Further into modernity we find both the project of race-making more advanced and the categories of monster and villain profoundly altered. The monstrous has acquired an entire new track in SF, linked to the constructed ideologies of race and colonialism: the monstrousness of the literal alien race. Davros is clearly a literal embodiment of the process of transition. He is created by working backwards from the Daleks (possibly the ultimate syncresis of the villain/alien/deformed/monster/machine conjunction) to discover a transitional form, a missing link as it were. Davros is human (because he looks human, despite being notionally a ‘Kaled’) and yet inhuman. He’s ‘deformed’ in a way that is left unexplained, though it is implied to be a mutation, with there being notably no attempt made to define whether his villainy is result or cause of his deformation. As well as being ‘human’, he is also a monster. He is literally half-monster. Moreover, his deformity – his ‘mutation’ to use what is in SF simply new lingo for deformity – seems to be the basis for the developed, extrapolated physical monstrosity of the Dalek creature within the shell. He’s a fossil record of the evolution of the modern monster from the early-modern concept of the villain.
He is also a demonstration of a twist in the tale of deformity as villainy: the distinction of disfigurement. Disfigurement is a modern spin on the complex of ideas which links physical monstrosity with moral monstrosity. It is an offshoot on the same evolutionary tree.

* _Actions to take_
A – Name the five terms joined by slashes in the passage on Davros.
B – Condense the paragraph of the passage on Davros that begins "He is also a demonstration" into one shorter sentence.
C – Please copy the passage on Davros starting with "He is also a demonstration" and going on through "same evolutionary tree.", swapping "evolutionary tree" for "family tree".

* _Dataset rows_
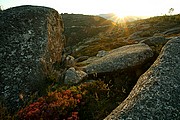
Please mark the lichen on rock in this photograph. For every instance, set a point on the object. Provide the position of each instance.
(31, 42)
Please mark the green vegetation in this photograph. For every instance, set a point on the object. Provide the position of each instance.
(93, 100)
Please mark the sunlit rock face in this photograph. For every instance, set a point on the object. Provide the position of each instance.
(31, 42)
(156, 94)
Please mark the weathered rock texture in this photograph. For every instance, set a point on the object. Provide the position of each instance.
(156, 94)
(121, 58)
(74, 76)
(31, 41)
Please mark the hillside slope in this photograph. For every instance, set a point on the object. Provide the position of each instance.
(79, 27)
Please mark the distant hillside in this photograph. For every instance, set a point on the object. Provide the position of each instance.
(79, 27)
(128, 33)
(113, 17)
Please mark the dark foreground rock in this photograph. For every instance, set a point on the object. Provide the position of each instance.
(156, 94)
(121, 58)
(31, 41)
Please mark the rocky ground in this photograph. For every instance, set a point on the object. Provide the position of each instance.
(132, 66)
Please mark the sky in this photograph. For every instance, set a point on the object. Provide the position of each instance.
(95, 7)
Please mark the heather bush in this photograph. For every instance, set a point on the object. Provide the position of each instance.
(69, 103)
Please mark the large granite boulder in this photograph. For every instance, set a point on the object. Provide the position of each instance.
(31, 41)
(156, 94)
(155, 41)
(121, 58)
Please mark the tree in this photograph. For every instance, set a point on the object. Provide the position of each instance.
(171, 10)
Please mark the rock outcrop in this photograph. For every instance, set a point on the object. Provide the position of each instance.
(121, 58)
(73, 76)
(155, 41)
(156, 94)
(31, 42)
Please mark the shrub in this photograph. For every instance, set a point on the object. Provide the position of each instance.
(56, 105)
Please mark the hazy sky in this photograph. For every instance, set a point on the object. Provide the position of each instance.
(94, 7)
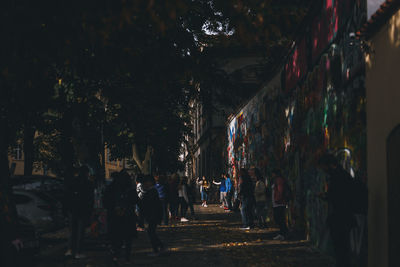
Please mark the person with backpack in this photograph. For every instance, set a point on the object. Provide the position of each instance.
(183, 198)
(120, 199)
(191, 185)
(280, 198)
(340, 196)
(204, 188)
(79, 204)
(152, 212)
(260, 194)
(173, 196)
(222, 191)
(246, 194)
(163, 192)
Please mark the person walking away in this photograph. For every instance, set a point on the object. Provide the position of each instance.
(260, 194)
(246, 194)
(191, 186)
(173, 196)
(79, 205)
(140, 192)
(163, 190)
(340, 215)
(121, 200)
(222, 191)
(279, 202)
(152, 212)
(204, 187)
(229, 192)
(183, 198)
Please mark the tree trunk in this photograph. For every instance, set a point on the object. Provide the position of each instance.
(4, 168)
(67, 148)
(29, 135)
(144, 165)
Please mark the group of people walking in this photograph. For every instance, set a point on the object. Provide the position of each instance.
(252, 195)
(254, 191)
(130, 203)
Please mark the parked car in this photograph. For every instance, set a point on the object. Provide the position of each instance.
(42, 210)
(51, 185)
(29, 237)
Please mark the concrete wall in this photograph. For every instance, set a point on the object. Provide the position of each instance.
(383, 115)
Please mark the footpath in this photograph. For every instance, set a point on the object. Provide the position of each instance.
(214, 239)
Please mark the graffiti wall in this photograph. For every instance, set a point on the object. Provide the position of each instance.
(321, 108)
(248, 134)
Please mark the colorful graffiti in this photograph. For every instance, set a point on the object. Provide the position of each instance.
(322, 108)
(248, 131)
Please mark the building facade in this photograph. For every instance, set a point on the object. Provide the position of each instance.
(382, 35)
(315, 103)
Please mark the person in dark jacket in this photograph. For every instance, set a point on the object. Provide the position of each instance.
(120, 199)
(279, 202)
(191, 189)
(140, 192)
(163, 190)
(173, 196)
(246, 194)
(152, 211)
(340, 216)
(79, 204)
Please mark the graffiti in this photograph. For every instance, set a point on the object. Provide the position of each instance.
(320, 110)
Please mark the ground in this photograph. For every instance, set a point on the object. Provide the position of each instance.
(214, 239)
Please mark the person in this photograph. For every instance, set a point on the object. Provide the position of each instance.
(10, 242)
(222, 191)
(140, 192)
(279, 202)
(79, 204)
(260, 194)
(246, 194)
(163, 190)
(191, 185)
(152, 212)
(120, 200)
(183, 198)
(204, 187)
(340, 216)
(173, 196)
(230, 190)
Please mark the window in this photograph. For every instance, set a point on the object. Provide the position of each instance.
(17, 152)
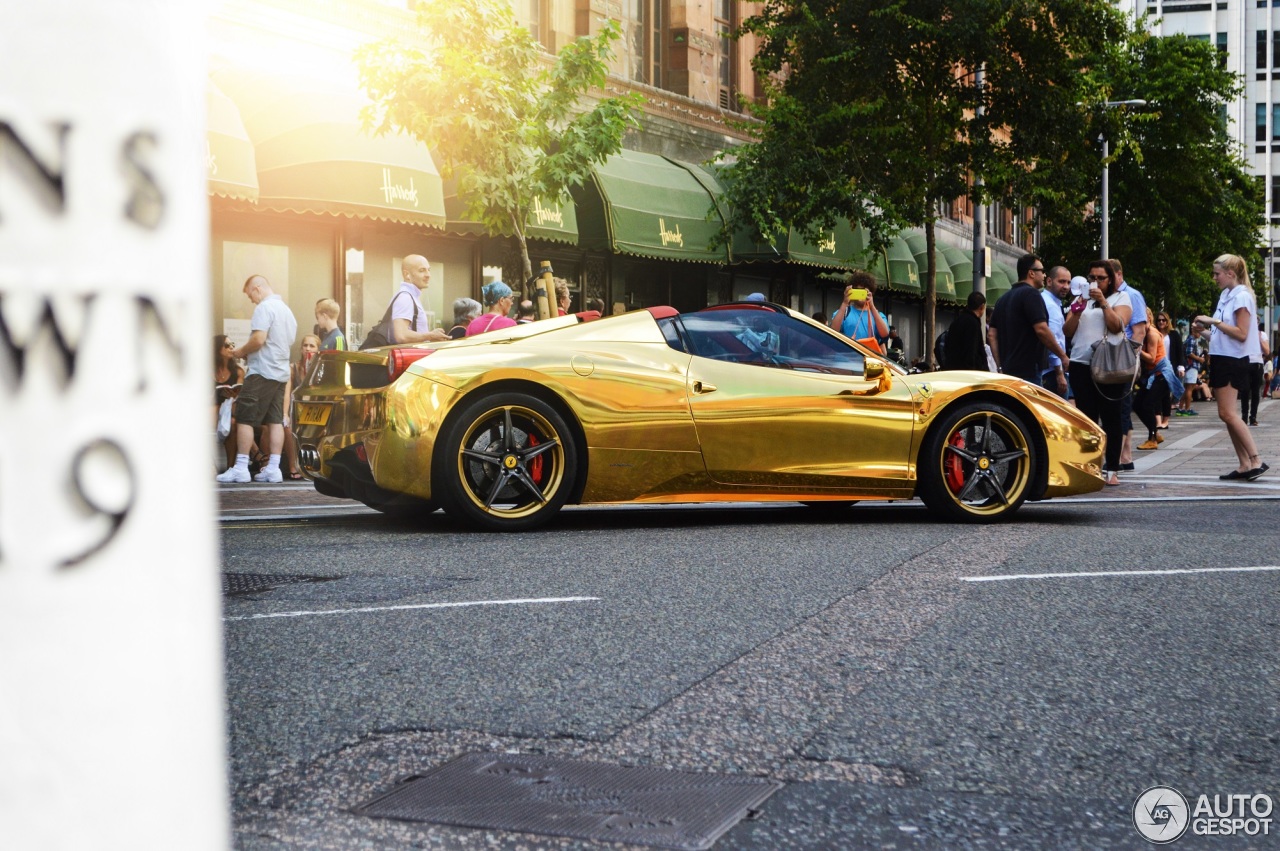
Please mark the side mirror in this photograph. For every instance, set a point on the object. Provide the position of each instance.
(873, 371)
(880, 373)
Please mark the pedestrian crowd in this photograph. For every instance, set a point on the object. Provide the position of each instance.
(251, 402)
(1059, 332)
(1093, 341)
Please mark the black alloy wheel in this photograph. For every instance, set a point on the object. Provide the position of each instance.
(977, 466)
(504, 462)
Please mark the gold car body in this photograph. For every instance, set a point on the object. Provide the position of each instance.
(663, 426)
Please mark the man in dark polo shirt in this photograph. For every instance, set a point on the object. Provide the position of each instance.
(1019, 325)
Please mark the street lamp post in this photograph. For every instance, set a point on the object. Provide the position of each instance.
(1106, 155)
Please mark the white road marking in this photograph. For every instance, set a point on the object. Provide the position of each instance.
(421, 605)
(1193, 439)
(1142, 462)
(1075, 576)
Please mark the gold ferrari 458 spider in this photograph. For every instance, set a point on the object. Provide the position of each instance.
(739, 402)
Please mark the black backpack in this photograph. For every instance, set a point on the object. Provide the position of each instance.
(383, 332)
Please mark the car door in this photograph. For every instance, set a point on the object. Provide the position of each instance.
(782, 403)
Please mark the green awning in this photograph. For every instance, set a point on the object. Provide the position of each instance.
(547, 220)
(960, 262)
(878, 266)
(837, 247)
(229, 165)
(648, 206)
(904, 275)
(314, 156)
(997, 283)
(944, 282)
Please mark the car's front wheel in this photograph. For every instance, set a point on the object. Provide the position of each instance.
(504, 462)
(977, 466)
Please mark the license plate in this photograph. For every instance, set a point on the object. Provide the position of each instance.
(311, 413)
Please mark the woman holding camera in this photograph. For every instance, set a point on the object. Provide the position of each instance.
(856, 316)
(1102, 314)
(1234, 338)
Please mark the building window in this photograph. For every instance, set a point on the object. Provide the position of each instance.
(657, 27)
(723, 27)
(536, 15)
(641, 45)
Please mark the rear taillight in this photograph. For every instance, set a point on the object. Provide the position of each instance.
(400, 360)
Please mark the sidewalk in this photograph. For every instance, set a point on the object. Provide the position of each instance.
(1196, 452)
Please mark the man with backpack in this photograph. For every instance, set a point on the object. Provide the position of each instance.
(408, 316)
(405, 320)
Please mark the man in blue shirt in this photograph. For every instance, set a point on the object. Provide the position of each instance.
(261, 398)
(1057, 283)
(858, 318)
(1137, 332)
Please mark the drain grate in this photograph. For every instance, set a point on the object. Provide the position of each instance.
(236, 584)
(574, 799)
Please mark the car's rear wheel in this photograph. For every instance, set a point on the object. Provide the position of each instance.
(977, 466)
(504, 462)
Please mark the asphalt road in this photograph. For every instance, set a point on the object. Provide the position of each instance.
(849, 655)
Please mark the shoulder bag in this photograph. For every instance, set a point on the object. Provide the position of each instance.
(384, 330)
(1114, 361)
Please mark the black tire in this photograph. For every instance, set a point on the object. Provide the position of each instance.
(504, 462)
(977, 465)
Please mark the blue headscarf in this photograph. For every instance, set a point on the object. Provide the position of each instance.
(494, 292)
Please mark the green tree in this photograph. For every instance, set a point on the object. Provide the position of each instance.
(504, 119)
(873, 110)
(1180, 190)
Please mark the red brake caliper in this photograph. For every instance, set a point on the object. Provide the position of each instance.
(535, 466)
(952, 466)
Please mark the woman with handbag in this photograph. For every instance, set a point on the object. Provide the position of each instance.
(1093, 323)
(1234, 338)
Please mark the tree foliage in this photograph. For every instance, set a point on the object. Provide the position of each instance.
(1180, 190)
(872, 111)
(506, 122)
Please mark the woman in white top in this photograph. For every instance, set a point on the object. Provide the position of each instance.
(1234, 338)
(1104, 314)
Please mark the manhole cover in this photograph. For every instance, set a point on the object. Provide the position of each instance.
(252, 582)
(572, 799)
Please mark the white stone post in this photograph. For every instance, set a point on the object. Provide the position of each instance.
(112, 731)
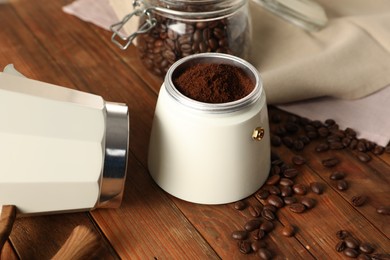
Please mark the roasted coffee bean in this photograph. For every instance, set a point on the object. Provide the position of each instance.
(350, 252)
(384, 210)
(259, 234)
(271, 208)
(358, 200)
(342, 185)
(255, 211)
(245, 246)
(308, 202)
(323, 131)
(340, 246)
(274, 190)
(168, 44)
(342, 234)
(298, 160)
(378, 150)
(317, 187)
(264, 254)
(273, 179)
(336, 145)
(240, 234)
(252, 224)
(300, 189)
(363, 157)
(262, 194)
(256, 245)
(268, 214)
(298, 145)
(276, 140)
(351, 242)
(297, 207)
(288, 230)
(322, 147)
(329, 122)
(290, 173)
(286, 182)
(286, 191)
(267, 226)
(366, 248)
(330, 162)
(289, 200)
(240, 205)
(337, 175)
(275, 201)
(288, 141)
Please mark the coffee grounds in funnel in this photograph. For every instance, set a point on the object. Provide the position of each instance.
(214, 83)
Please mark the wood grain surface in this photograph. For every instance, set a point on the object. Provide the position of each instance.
(48, 45)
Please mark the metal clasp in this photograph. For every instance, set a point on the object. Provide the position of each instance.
(125, 41)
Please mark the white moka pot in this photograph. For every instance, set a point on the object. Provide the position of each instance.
(210, 153)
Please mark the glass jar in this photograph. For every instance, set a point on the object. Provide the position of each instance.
(170, 30)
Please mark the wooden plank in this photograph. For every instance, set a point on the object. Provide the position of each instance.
(147, 225)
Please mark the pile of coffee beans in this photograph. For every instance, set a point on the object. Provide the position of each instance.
(172, 39)
(282, 191)
(351, 247)
(279, 191)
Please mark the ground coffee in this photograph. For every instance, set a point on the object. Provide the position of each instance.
(214, 83)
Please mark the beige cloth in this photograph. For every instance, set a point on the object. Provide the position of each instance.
(349, 58)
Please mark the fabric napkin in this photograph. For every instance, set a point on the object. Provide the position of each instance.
(325, 70)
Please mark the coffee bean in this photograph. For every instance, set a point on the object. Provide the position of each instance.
(286, 191)
(265, 254)
(252, 224)
(286, 182)
(366, 248)
(290, 173)
(358, 200)
(299, 189)
(384, 210)
(275, 201)
(337, 175)
(268, 214)
(289, 200)
(273, 179)
(342, 185)
(297, 207)
(267, 226)
(342, 234)
(259, 234)
(245, 246)
(322, 147)
(240, 234)
(170, 44)
(262, 194)
(288, 230)
(350, 252)
(340, 246)
(308, 202)
(330, 162)
(298, 160)
(363, 157)
(240, 205)
(317, 187)
(255, 211)
(351, 242)
(256, 245)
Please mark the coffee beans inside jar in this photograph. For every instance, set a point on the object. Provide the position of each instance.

* _Set of answers_
A – villain, alien, deformed, monster, machine

B – Davros also shows a twist on deformity as villainy, disfigurement: a modern variant of the ideas linking physical and moral monstrosity, and an offshoot of the same evolutionary tree.

C –
He is also a demonstration of a twist in the tale of deformity as villainy: the distinction of disfigurement. Disfigurement is a modern spin on the complex of ideas which links physical monstrosity with moral monstrosity. It is an offshoot on the same family tree.